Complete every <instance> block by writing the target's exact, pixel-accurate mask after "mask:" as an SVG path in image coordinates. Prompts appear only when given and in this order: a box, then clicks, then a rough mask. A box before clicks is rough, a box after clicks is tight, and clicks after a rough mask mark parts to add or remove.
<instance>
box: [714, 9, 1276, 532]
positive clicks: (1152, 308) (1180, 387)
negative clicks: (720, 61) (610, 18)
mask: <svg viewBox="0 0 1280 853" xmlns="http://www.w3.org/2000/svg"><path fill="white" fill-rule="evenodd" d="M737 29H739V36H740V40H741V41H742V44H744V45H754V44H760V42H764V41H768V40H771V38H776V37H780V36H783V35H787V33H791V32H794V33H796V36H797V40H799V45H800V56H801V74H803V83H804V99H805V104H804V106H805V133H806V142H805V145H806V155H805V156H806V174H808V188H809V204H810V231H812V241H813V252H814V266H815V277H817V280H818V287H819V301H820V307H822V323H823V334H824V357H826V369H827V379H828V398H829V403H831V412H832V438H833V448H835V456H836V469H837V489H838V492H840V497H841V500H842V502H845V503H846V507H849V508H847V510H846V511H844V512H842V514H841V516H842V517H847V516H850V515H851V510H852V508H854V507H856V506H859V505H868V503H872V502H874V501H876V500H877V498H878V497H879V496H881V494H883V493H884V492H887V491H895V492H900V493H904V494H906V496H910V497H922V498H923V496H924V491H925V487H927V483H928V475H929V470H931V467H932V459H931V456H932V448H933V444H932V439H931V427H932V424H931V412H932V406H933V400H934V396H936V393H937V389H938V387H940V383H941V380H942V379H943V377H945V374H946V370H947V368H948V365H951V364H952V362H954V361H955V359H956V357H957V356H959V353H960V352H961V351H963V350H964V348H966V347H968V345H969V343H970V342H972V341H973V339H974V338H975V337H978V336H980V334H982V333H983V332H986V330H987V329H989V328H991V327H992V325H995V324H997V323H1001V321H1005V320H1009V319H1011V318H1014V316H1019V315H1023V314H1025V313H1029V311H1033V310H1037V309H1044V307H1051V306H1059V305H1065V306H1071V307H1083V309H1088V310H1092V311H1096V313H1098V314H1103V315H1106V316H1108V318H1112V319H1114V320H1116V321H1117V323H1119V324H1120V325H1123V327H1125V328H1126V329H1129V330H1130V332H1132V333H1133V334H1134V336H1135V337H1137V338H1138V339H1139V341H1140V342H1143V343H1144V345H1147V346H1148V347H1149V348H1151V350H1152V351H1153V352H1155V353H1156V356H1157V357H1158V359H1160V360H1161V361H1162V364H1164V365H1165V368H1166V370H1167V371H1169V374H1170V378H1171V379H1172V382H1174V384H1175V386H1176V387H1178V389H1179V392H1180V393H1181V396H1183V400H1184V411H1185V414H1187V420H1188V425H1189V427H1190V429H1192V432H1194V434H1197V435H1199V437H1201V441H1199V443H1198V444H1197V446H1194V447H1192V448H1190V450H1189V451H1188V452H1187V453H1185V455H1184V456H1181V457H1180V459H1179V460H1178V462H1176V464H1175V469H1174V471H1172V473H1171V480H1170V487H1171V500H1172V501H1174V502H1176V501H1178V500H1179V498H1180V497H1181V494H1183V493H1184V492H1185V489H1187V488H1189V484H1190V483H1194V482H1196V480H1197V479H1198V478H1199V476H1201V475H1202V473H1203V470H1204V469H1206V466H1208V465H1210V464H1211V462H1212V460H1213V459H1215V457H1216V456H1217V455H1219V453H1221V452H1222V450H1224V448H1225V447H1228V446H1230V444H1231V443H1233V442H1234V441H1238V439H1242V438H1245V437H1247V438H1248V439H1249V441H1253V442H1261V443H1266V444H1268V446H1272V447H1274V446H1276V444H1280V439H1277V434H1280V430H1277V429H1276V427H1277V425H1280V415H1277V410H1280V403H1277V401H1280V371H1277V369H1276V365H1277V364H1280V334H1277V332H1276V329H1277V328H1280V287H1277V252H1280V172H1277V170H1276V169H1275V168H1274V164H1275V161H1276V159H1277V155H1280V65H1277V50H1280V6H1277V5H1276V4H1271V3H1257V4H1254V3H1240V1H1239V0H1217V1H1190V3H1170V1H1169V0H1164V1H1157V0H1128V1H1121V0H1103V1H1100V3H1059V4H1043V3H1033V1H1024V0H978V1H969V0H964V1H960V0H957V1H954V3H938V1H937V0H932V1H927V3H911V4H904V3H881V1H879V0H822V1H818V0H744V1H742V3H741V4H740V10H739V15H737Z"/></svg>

☆ ☆ ☆ ☆

- _Task_
Please copy the material above line for line, without changing a single character.

- _Exercise answer_
Complete every <instance> block by writing the target's exact, pixel-accurate mask after "mask:" as an SVG path in image coordinates. Prompts appear only when given and in this order: a box, then clicks, then a rough mask. A box before clicks is rough, a box after clicks is tight, and clicks after a rough mask mark parts to add or remove.
<instance>
box: [714, 9, 1276, 532]
positive clicks: (1152, 308) (1180, 387)
negative clicks: (720, 61) (610, 18)
mask: <svg viewBox="0 0 1280 853" xmlns="http://www.w3.org/2000/svg"><path fill="white" fill-rule="evenodd" d="M737 29H739V36H740V40H741V41H742V44H744V45H754V44H760V42H764V41H768V40H771V38H776V37H780V36H783V35H787V33H791V32H794V33H796V36H797V40H799V45H800V56H801V74H803V83H804V99H805V104H804V106H805V133H806V142H805V145H806V155H805V156H806V174H808V188H809V204H810V231H812V241H813V252H814V266H815V277H817V280H818V287H819V301H820V307H822V323H823V334H824V357H826V369H827V379H828V398H829V403H831V412H832V438H833V448H835V456H836V469H837V489H838V492H840V497H841V500H842V502H845V503H846V507H849V508H847V510H846V511H844V512H842V514H841V516H842V517H847V516H850V515H851V510H852V508H854V507H856V506H859V505H868V503H872V502H874V501H876V500H877V498H878V497H879V496H881V494H883V493H884V492H887V491H895V492H900V493H904V494H906V496H910V497H922V498H923V496H924V491H925V487H927V483H928V475H929V470H931V467H932V459H931V456H932V448H933V444H932V439H931V427H932V424H931V412H932V406H933V400H934V396H936V393H937V389H938V387H940V383H941V380H942V379H943V377H945V374H946V370H947V368H948V365H951V364H952V362H954V361H955V359H956V357H957V356H959V353H960V352H961V351H963V350H964V348H966V347H968V345H969V343H970V342H972V341H973V339H974V338H975V337H978V336H980V334H982V333H983V332H986V330H987V329H989V328H991V327H992V325H995V324H997V323H1001V321H1005V320H1009V319H1011V318H1014V316H1019V315H1023V314H1025V313H1029V311H1033V310H1037V309H1044V307H1051V306H1059V305H1065V306H1071V307H1083V309H1088V310H1092V311H1096V313H1098V314H1103V315H1106V316H1108V318H1112V319H1114V320H1116V321H1117V323H1119V324H1120V325H1123V327H1125V328H1126V329H1129V330H1130V332H1132V333H1133V334H1134V336H1135V337H1137V338H1138V339H1139V341H1140V342H1143V343H1144V345H1147V346H1148V347H1149V348H1151V350H1152V351H1153V352H1155V353H1156V356H1157V357H1158V359H1160V360H1161V361H1162V364H1164V365H1165V368H1166V370H1167V371H1169V374H1170V378H1171V379H1172V382H1174V384H1175V386H1176V387H1178V389H1179V392H1180V393H1181V396H1183V400H1184V411H1185V414H1187V420H1188V425H1189V427H1190V429H1192V432H1194V434H1197V435H1199V437H1201V441H1199V443H1198V444H1197V446H1194V447H1192V448H1190V450H1189V451H1188V452H1187V453H1185V455H1184V456H1181V457H1180V459H1179V460H1178V462H1176V464H1175V469H1174V471H1172V473H1171V480H1170V487H1171V500H1172V501H1174V502H1176V501H1178V500H1179V498H1180V497H1181V494H1183V493H1184V492H1185V489H1187V488H1189V484H1190V483H1194V482H1196V480H1197V479H1198V478H1199V476H1201V475H1202V473H1203V470H1204V469H1206V466H1208V465H1210V464H1211V462H1212V460H1213V459H1215V457H1216V456H1217V455H1219V453H1221V452H1222V450H1224V448H1225V447H1228V446H1230V444H1231V443H1233V442H1234V441H1238V439H1242V438H1245V437H1247V438H1248V439H1249V441H1253V442H1261V443H1266V444H1268V446H1272V447H1274V446H1276V444H1280V439H1277V434H1280V430H1277V429H1276V427H1277V425H1280V415H1277V410H1280V403H1277V401H1280V371H1277V369H1276V365H1277V364H1280V334H1277V332H1276V329H1277V328H1280V287H1277V252H1280V172H1277V170H1276V169H1275V168H1274V164H1275V161H1276V159H1277V155H1280V65H1277V50H1280V6H1277V5H1276V4H1271V3H1257V4H1254V3H1240V1H1239V0H1217V1H1190V3H1170V1H1169V0H1164V1H1157V0H1128V1H1121V0H1103V1H1100V3H1059V4H1043V3H1033V1H1024V0H978V1H969V0H964V1H960V0H957V1H954V3H938V1H937V0H932V1H927V3H911V4H904V3H881V1H879V0H822V1H818V0H744V1H742V3H741V4H740V10H739V15H737Z"/></svg>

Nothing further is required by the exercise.